» EXERCISE DESCRIPTION
Present the lines of the items below as a numbered list, starting with the line that contains "[pin] blue sky" and continuing through the end of the items. Leave out any blank lines.

» PROVIDED INFORMATION
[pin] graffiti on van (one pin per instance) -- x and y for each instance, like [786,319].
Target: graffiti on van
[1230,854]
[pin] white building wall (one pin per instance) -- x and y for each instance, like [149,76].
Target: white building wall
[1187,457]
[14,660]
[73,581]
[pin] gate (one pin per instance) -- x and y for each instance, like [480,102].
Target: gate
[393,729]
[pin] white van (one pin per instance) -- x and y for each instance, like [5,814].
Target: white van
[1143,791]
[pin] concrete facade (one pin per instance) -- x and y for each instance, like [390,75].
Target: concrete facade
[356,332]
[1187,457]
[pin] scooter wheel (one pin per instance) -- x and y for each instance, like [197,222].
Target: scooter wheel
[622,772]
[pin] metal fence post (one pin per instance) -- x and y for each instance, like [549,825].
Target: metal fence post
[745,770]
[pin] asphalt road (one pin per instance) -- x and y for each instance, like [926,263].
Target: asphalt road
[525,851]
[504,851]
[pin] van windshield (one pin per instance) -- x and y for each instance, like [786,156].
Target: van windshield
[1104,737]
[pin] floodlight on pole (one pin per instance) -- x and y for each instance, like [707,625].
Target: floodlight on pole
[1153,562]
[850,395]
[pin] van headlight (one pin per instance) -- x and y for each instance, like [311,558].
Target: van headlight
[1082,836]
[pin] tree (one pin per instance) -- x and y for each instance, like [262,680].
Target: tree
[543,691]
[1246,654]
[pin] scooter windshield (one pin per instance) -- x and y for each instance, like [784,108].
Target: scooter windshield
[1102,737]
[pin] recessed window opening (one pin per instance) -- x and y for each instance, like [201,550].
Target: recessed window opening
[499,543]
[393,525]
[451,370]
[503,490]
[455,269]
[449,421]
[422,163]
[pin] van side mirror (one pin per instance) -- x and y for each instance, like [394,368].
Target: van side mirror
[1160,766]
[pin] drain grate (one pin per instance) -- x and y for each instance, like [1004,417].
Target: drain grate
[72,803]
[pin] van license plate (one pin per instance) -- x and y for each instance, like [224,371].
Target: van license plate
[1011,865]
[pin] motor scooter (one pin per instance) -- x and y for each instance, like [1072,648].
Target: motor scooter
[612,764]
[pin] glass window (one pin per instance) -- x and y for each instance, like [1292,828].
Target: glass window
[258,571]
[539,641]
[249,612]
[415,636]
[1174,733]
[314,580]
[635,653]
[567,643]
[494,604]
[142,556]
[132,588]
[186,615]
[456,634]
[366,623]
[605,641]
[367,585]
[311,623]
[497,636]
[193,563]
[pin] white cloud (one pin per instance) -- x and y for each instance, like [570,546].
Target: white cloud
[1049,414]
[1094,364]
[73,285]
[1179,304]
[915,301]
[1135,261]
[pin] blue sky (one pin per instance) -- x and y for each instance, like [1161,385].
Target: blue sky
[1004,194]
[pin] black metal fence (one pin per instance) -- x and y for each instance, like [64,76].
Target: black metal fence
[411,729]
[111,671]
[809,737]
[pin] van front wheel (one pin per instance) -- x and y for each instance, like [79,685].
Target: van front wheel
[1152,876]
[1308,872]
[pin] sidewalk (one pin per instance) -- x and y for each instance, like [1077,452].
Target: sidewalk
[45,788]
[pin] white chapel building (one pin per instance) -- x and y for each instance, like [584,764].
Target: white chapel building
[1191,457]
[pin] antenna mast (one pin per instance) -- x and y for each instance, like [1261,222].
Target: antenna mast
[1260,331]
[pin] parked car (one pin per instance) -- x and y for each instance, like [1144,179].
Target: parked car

» THE ANSWER
1. [pin] blue sky (one pin per instance) -- x and y for each instance, like [1161,385].
2. Target: blue sky
3. [1004,194]
4. [pin] black metal fence (one pin per instance) -- x and y for each instance, like [64,76].
5. Target: black metal fence
6. [411,729]
7. [111,671]
8. [809,737]
9. [pin] van front wheel (one pin per instance) -- x and y for each instance, like [79,685].
10. Target: van front wheel
11. [1152,876]
12. [1308,872]
13. [pin] sidewalk (one pin per instance) -- x and y for each instance, like [1077,452].
14. Target: sidewalk
15. [45,788]
16. [pin] white chapel building (one pin per instance) -- x and y for each instance, like [584,764].
17. Target: white chapel building
18. [1191,457]
19. [pin] antenna mast (one pin per instance) -- x and y for each instance, like [1261,222].
20. Target: antenna mast
21. [1260,331]
22. [pin] parked car (one pin per instance) -- x and y for each instance, like [1144,179].
23. Target: parked car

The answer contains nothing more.